Published in The Nottingham Post
30th December 2016


Notts
A Radford-based charity is a 'one-stop shop' providing support for Nottingham's sex workers. POW works with 300 sex workers a year – the majority of whom are women – and works mostly from its drop-in centre.

Daniela Scotece, chief executive of the charity, said: "Anyone who comes into POW does so on a voluntary basis. People might just want to come to get something warm to eat – we cook on Tuesdays and Thursdays. People might come to get a shower. We've got a clothes bank, which is probably one of our most tapped into facility. We offer sexual health screening which includes HIV testing. We also offer contraception and family planning."

The charity has always been geared towards traditional on-street sex workers but there has been a decrease in that approach to prostitution in Nottingham in recent years.

However, Miss Scotece said that all on-street sex workers in the city are addicted to Class A drugs and require their support more than ever. She said: "We have a drugs treatment clinic on a Thursday afternoon. Should we engage with someone on the street who is addicted to Class A, we have a rapid prescribing clinic."

POW also works closely with off-street sex workers, which could be someone who works from their own home, and visits them to offer sexual health screening and support.

One service user, who asked not to be named, said: "POW has been such a crutch for me - it really has. It's supported me with clothing, food, somewhere to go, toiletries, it's helped me with loads of different things. I have been on the beat working and they have been there in the van and they have had condoms which I think is really, really helpful."

Another service user, who also wished to remain anonymous, said: "If I haven't been to the POW centre, they send a text to say that they've got a BBQ and you think, you know what I can have the BBQ and I can do some activities and at the same time get my pill.

Work instruction A: In the article on the Nottingham sex workers' charity, on which days does the charity cook?
Work instruction B: Write what follows in the article on the Nottingham sex workers' charity, beginning after its final sentence.

Dataset records:
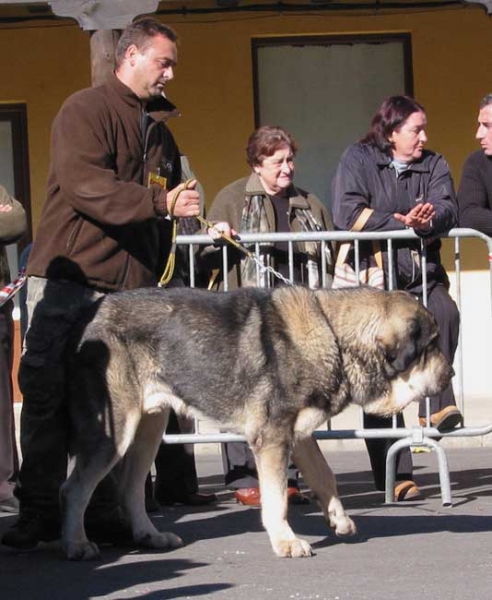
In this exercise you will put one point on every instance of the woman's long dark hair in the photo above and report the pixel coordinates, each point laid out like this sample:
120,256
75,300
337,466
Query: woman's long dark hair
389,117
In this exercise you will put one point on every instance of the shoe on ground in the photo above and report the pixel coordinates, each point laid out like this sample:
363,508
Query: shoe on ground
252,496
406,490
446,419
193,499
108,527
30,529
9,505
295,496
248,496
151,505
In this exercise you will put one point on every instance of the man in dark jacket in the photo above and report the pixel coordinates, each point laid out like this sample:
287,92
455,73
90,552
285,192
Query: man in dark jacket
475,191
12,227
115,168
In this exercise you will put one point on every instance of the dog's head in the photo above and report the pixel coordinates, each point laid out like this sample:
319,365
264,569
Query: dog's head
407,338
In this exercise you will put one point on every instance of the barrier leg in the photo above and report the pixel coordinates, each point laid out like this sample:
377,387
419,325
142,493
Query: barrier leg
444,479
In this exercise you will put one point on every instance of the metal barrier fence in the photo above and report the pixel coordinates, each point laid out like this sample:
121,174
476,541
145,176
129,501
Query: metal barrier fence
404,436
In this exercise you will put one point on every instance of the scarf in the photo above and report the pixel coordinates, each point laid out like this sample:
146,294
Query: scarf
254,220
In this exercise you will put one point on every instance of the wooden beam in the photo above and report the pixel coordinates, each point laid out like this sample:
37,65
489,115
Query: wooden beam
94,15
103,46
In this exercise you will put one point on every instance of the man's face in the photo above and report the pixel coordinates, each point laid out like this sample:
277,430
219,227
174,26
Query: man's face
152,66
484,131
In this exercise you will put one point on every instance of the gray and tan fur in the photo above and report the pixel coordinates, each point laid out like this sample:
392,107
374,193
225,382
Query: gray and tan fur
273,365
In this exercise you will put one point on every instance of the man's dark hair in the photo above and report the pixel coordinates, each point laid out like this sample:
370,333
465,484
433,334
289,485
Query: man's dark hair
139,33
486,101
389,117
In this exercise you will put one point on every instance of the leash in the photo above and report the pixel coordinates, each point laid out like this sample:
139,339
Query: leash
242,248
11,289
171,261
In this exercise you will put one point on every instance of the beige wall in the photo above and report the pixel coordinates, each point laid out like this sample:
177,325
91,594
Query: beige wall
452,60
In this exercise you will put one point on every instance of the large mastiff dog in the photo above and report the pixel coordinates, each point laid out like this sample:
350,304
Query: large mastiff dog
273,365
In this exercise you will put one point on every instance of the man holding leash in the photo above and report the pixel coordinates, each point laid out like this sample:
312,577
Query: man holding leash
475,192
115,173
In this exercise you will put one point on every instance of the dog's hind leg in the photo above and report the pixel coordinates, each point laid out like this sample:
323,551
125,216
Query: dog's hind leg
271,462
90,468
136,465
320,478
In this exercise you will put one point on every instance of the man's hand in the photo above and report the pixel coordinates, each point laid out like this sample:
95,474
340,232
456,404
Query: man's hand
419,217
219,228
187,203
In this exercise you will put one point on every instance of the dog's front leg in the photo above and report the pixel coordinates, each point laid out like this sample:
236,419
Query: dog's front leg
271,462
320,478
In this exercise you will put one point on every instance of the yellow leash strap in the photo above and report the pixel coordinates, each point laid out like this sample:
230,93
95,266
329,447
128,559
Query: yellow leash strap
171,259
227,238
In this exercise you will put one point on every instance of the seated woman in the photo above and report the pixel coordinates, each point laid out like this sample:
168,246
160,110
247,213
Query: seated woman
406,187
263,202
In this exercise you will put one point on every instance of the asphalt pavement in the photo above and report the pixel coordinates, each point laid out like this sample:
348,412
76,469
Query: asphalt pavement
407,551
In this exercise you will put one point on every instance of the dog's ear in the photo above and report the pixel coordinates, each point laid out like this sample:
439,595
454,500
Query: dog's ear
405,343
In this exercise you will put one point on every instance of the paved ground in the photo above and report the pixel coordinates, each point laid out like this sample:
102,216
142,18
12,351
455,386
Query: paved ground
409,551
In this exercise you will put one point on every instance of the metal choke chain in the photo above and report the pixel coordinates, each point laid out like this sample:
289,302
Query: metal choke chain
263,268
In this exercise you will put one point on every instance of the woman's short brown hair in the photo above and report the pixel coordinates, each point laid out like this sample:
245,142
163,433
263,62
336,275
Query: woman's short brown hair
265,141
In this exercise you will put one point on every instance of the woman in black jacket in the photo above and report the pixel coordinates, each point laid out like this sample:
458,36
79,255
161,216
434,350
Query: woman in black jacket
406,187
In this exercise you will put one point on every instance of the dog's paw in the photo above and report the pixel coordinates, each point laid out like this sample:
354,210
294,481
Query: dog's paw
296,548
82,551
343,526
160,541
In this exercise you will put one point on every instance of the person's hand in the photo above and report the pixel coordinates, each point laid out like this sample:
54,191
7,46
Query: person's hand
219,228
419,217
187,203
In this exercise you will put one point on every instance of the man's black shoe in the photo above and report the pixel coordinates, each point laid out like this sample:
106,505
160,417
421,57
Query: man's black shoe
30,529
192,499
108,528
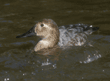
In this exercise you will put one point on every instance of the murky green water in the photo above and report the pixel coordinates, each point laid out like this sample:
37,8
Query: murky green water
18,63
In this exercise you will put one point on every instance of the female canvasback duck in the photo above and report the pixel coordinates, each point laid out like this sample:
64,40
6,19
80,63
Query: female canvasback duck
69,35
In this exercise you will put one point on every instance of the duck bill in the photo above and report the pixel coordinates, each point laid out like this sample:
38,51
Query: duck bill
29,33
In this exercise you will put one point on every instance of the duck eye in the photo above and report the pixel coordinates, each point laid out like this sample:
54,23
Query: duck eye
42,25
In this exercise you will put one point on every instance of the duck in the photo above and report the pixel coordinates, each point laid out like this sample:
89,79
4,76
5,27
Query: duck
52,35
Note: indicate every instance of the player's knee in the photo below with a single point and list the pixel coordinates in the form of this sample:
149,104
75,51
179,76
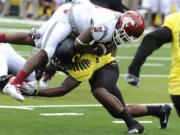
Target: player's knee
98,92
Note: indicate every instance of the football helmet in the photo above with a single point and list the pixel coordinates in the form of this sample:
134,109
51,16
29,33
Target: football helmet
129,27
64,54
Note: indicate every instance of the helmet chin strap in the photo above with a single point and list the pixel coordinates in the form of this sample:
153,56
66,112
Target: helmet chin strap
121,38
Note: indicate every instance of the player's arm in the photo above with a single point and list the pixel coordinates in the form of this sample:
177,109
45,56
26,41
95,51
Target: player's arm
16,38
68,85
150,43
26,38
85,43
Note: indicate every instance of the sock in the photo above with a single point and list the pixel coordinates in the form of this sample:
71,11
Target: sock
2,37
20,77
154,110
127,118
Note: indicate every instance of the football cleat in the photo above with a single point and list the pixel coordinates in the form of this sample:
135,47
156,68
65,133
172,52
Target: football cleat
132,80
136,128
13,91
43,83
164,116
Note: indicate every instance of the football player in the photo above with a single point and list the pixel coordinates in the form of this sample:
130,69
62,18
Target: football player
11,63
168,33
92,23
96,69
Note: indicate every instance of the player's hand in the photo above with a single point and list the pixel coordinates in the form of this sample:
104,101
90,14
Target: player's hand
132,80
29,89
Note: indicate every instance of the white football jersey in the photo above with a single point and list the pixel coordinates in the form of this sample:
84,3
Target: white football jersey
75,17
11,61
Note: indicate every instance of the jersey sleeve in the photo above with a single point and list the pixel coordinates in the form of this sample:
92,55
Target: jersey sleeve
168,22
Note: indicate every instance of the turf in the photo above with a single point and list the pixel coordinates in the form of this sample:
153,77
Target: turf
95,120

Task response A: Tuesdays and Thursdays.

Task response B:
"None of us want to be sent a text saying, 'We are here to give you condoms and to give you a lecture', no one wants to hear that sort of thing.

"They say, 'We have got someone coming in to do nails', and it encourages them to come here. And even if you don't open up first time, you start to talk and open up and then the staff are there listening, and that is where they push you in the right directions."

POW doesn't just support sex workers. It also conducts research into various issues relating to prostitution. As part of this, the charity recently secured funding for a project that will look at the use of the internet to advertise the sale of sex.

Miss Scotece said: "We're looking at who uses it, why they use it and we've been asking our service users for their input and opinions. We contact over 400 online sex workers per month."

It has also secured funding for a project looking into the sexual exploitation of looked-after children. Miss Scotece said the work is particularly important because 70 per cent of the on-street sex workers engaging with the charity were sexually exploited as children.

She said: "It may be years ago that people were labelled or criminalised when really they were child victims of exploitation. What we want to do is work with people who high-end risk and provide early intervention and preventative work."